Segment Start: DATASET CONTENT
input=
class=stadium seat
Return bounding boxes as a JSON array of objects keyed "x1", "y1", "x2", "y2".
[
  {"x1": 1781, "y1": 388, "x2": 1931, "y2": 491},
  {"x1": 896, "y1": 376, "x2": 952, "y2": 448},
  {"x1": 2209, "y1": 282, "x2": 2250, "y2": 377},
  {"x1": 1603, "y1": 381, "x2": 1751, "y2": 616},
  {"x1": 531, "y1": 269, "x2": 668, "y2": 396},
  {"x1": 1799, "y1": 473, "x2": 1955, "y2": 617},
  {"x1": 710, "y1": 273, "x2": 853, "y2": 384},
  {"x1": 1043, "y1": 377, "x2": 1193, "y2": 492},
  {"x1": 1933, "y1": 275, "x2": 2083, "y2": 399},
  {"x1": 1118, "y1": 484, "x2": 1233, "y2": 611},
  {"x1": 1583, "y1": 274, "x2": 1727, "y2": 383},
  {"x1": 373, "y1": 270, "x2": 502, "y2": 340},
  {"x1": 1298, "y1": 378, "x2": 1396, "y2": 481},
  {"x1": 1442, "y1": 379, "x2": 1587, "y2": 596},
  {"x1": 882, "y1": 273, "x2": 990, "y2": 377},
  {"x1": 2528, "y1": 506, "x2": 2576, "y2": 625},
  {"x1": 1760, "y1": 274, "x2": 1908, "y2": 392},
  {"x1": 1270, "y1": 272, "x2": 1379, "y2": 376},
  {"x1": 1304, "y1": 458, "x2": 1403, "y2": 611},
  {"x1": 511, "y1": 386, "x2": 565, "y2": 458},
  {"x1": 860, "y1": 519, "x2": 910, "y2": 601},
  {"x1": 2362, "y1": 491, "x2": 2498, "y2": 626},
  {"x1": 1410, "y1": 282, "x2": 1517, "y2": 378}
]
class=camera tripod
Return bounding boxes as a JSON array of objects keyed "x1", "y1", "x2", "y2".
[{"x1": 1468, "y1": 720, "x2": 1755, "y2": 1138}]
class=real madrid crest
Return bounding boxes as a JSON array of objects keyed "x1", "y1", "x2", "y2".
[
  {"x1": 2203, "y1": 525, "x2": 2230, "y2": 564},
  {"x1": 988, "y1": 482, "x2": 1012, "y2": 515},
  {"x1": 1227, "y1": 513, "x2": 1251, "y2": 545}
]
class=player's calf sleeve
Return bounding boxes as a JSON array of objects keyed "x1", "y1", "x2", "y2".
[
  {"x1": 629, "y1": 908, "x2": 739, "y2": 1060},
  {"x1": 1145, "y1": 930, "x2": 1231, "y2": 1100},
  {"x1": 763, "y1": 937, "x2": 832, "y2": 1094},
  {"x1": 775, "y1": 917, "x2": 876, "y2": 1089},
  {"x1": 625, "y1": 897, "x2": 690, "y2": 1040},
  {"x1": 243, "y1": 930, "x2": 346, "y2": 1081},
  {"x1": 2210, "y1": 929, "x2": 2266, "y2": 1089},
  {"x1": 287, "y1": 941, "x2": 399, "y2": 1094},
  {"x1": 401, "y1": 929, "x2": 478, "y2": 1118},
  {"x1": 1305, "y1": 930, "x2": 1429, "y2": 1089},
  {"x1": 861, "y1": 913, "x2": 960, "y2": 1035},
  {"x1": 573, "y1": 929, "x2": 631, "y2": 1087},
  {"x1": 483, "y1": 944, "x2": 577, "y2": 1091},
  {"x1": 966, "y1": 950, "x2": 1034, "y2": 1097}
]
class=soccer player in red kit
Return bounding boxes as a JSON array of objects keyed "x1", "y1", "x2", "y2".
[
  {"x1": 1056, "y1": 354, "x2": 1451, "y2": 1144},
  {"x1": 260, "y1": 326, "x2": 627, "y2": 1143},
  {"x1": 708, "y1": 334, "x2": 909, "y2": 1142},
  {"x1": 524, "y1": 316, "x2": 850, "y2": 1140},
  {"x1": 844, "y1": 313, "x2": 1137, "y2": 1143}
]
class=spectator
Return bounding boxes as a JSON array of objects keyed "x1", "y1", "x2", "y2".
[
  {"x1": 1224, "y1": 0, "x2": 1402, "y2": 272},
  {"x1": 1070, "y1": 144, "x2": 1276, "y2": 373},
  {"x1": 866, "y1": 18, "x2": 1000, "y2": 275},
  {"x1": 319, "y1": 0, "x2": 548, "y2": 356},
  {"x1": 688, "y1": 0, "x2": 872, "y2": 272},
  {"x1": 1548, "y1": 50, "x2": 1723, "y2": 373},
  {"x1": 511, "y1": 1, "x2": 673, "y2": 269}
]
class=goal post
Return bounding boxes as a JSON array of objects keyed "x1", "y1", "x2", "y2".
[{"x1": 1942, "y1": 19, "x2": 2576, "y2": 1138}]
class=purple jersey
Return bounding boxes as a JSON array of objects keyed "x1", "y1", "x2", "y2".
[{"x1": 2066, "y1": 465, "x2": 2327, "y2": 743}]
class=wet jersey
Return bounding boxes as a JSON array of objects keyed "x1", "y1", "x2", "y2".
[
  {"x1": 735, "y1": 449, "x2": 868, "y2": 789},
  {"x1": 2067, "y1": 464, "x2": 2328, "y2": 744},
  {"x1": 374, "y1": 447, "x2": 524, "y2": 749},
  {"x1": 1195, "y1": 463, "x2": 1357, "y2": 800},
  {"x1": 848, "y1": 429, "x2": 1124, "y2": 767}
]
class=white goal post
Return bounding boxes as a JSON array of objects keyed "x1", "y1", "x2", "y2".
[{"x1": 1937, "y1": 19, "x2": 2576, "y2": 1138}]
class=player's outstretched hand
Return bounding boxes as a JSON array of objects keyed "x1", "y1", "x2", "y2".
Segment End: DATASET CONTENT
Beginning with the opening line above, retype the records exactly through the line with "class=real madrid crest", both ends included.

> EXERCISE OUTPUT:
input=
class=stadium seat
Return bounding boxes as a JSON array of objects keyed "x1", "y1", "x2", "y2".
[
  {"x1": 1781, "y1": 388, "x2": 1931, "y2": 491},
  {"x1": 896, "y1": 376, "x2": 952, "y2": 448},
  {"x1": 2209, "y1": 282, "x2": 2250, "y2": 377},
  {"x1": 1603, "y1": 381, "x2": 1751, "y2": 616},
  {"x1": 531, "y1": 269, "x2": 668, "y2": 396},
  {"x1": 1799, "y1": 473, "x2": 1955, "y2": 617},
  {"x1": 710, "y1": 273, "x2": 853, "y2": 384},
  {"x1": 1043, "y1": 377, "x2": 1193, "y2": 492},
  {"x1": 1933, "y1": 275, "x2": 2083, "y2": 399},
  {"x1": 1118, "y1": 484, "x2": 1233, "y2": 611},
  {"x1": 1583, "y1": 274, "x2": 1727, "y2": 383},
  {"x1": 373, "y1": 270, "x2": 502, "y2": 340},
  {"x1": 1298, "y1": 378, "x2": 1396, "y2": 481},
  {"x1": 1442, "y1": 379, "x2": 1587, "y2": 596},
  {"x1": 882, "y1": 273, "x2": 990, "y2": 377},
  {"x1": 2528, "y1": 506, "x2": 2576, "y2": 625},
  {"x1": 1760, "y1": 274, "x2": 1908, "y2": 392},
  {"x1": 1270, "y1": 272, "x2": 1379, "y2": 376},
  {"x1": 1304, "y1": 458, "x2": 1403, "y2": 611},
  {"x1": 511, "y1": 386, "x2": 565, "y2": 458},
  {"x1": 860, "y1": 519, "x2": 910, "y2": 601},
  {"x1": 2362, "y1": 491, "x2": 2498, "y2": 626},
  {"x1": 1410, "y1": 282, "x2": 1517, "y2": 378}
]
class=camera tripod
Return bounding boxes as a JSON array of objects keyed "x1", "y1", "x2", "y2".
[{"x1": 1468, "y1": 720, "x2": 1755, "y2": 1138}]
class=real madrid crest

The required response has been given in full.